WHAT TO PRODUCE: Give an exact copy of the line that has "# set one marker" and of every line below it, through the last, with nothing else.

** Opening MATERIAL FOR THIS TASK block **

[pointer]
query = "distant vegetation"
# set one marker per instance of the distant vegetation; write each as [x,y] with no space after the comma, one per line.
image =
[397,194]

** Closing MATERIAL FOR THIS TASK block **

OUTPUT OF THE EXERCISE:
# set one marker per instance of the distant vegetation; write each as [x,y] with no space after the comma, one per line.
image =
[397,194]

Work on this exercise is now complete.